WHAT YOU WILL DO: Once the line holding "Target: pruning shears" is found in the listing below, write it out and each later line exactly, up to and including the one holding "like [388, 327].".

----

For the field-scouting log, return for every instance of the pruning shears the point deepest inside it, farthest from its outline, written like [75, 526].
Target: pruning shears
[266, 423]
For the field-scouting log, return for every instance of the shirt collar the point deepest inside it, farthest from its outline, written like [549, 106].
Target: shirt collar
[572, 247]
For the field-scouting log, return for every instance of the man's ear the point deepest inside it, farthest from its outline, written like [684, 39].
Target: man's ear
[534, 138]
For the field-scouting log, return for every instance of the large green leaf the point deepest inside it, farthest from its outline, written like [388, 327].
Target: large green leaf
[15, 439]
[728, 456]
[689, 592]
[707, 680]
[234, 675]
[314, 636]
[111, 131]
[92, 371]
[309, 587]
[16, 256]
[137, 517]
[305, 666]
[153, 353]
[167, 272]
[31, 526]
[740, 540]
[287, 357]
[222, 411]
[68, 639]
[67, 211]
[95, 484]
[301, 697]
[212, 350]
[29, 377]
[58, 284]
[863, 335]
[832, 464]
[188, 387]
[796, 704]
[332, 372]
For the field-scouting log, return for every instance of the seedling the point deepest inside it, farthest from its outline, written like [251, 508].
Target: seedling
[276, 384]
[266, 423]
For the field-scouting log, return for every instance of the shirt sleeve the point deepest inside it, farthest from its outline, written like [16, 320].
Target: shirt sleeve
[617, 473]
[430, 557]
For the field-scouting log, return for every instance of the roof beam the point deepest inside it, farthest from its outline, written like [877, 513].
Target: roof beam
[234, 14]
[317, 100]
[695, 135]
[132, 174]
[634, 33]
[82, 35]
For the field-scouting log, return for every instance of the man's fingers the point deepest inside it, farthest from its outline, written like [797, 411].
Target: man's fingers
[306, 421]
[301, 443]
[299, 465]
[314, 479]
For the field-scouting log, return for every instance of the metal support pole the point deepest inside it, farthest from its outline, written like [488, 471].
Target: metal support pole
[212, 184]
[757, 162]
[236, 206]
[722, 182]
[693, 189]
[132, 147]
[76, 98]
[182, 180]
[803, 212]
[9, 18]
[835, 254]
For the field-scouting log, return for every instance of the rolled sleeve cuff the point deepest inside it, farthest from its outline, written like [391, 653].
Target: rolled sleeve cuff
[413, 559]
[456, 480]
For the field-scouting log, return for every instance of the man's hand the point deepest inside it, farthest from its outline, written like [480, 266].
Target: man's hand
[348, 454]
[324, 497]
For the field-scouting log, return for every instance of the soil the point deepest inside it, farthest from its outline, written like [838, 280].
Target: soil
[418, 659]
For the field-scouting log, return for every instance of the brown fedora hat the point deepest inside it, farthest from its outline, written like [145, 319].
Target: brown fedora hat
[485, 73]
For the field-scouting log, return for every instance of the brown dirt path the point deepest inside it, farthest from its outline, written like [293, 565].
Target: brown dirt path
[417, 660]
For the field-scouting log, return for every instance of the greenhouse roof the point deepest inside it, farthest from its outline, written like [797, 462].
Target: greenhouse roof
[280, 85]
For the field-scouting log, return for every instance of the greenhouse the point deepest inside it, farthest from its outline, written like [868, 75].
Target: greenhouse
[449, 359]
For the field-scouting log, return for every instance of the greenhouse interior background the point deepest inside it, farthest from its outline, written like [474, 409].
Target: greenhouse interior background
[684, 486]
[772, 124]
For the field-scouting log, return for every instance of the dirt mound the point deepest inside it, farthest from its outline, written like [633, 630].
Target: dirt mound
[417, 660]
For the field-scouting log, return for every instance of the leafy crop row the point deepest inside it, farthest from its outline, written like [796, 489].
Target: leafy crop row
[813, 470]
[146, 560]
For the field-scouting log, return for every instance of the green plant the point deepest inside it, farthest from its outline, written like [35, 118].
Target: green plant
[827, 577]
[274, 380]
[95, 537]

----

COMPLETED TASK:
Target: pruning shears
[266, 423]
For the field-scouting log, return for every instance of the shirt collar the point deepest inside it, farthest from its outline, written like [549, 106].
Target: shirt collar
[572, 247]
For the field-scouting log, return for every instance of the man's ear the point deepest inside it, farthest from its outline, written like [684, 39].
Target: man's ear
[534, 138]
For the field-scouting log, return for every instance of the large green leaf the point deepest inside it, farthest from its outline, written like [388, 327].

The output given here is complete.